[PASSAGE TO READ]
---------------
The study looked for measures in state laws that explicitly protect young LGBTQ people from discrimination on the basis of their sexual orientation or gender identity when dealing with those systems.

Researchers spoke to staff and young people at four agencies in different parts of the country that work with LGBTQ youth and analyzed policies and laws in all 50 states.

The focus on state protections for LGBTQ youth is especially relevant with a new head of Housing and Urban Development, Dr. Ben Carson, who has a record of anti-LGBTQ stances, including calling trans rights “absolutely ridiculous stuff.”

If the federal government’s reading of the Fair Housing Act’s non-discrimination language as including sexual orientation and gender identity changes under Carson, that could leave homeless LGBTQ youth and those going through the child welfare system at even greater risk. We’ve reached out to HUD for comment on the study’s findings and will update if we hear back.

“As this report has detailed, despite the solid constitutional basis for TGNC [trans and gender non-conforming] youth to be protected from harm and treated fairly, and increasing explicit protections under federal law, comprehensive and explicit protections for TGNC youth in state statutes, regulations, and policy are rare across the country,” the report reads.
---------------
Polygon annotations for photos:
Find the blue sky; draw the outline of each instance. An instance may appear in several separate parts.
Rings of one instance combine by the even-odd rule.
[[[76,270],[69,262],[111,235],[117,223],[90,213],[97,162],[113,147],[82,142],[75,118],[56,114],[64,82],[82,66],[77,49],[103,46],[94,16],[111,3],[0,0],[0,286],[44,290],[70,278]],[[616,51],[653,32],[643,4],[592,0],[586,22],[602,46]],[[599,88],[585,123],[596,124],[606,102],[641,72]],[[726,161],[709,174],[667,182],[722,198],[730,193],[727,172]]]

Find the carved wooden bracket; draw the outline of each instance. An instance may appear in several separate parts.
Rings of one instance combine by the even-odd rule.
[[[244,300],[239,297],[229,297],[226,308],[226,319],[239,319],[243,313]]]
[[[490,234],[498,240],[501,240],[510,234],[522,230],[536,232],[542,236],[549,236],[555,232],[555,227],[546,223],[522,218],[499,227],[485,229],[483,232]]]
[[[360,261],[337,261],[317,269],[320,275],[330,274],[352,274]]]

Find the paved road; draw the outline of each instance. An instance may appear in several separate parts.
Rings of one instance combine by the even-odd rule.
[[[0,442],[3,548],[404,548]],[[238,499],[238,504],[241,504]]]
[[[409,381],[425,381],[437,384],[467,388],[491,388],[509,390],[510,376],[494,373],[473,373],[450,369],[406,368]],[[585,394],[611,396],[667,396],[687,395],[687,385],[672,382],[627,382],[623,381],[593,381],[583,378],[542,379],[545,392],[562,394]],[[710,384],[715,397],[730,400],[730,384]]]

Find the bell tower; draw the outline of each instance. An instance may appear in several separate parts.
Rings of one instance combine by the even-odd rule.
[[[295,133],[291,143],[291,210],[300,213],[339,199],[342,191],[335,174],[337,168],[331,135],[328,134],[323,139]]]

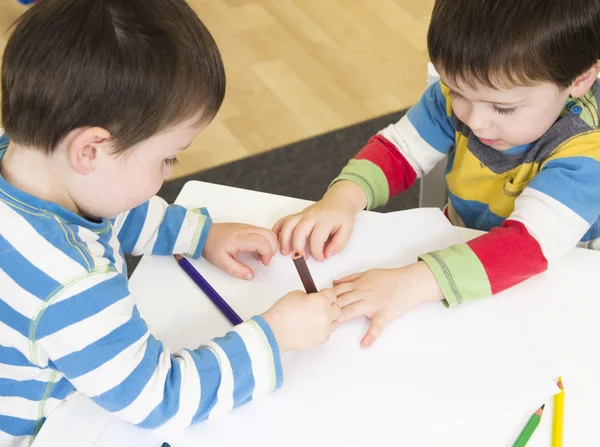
---------------
[REQUIREMENTS]
A) In the article on state protections for LGBTQ youth, how many agencies did researchers speak to?
B) Carry the article on state protections for LGBTQ youth forward from its last sentence.
The listing was drawn from a separate source.

[ANSWERS FOR THE TASKS]
A) Four agencies in different parts of the country that work with LGBTQ youth.

B)
The study found that explicit non-discrimination policies for LGBTQ children in the child welfare system only exist in 27 states and D.C. In juvenile justice, only 21 states and D.C. have protections. And in runaway and homeless youth shelters, only 12 states and D.C. have protections.

“Any place that doesn’t have explicit protections is concerning because I think it means a lack of clarity for people working in those systems,” Currey Cook, one of the report’s co-authors and an attorney at Lambda Legal, told Fusion. “The Constitution protects people, but as a case worker or some other professional working in the field, the Constitution is a pretty abstract thing. Having these explicit protections enables you to have training.”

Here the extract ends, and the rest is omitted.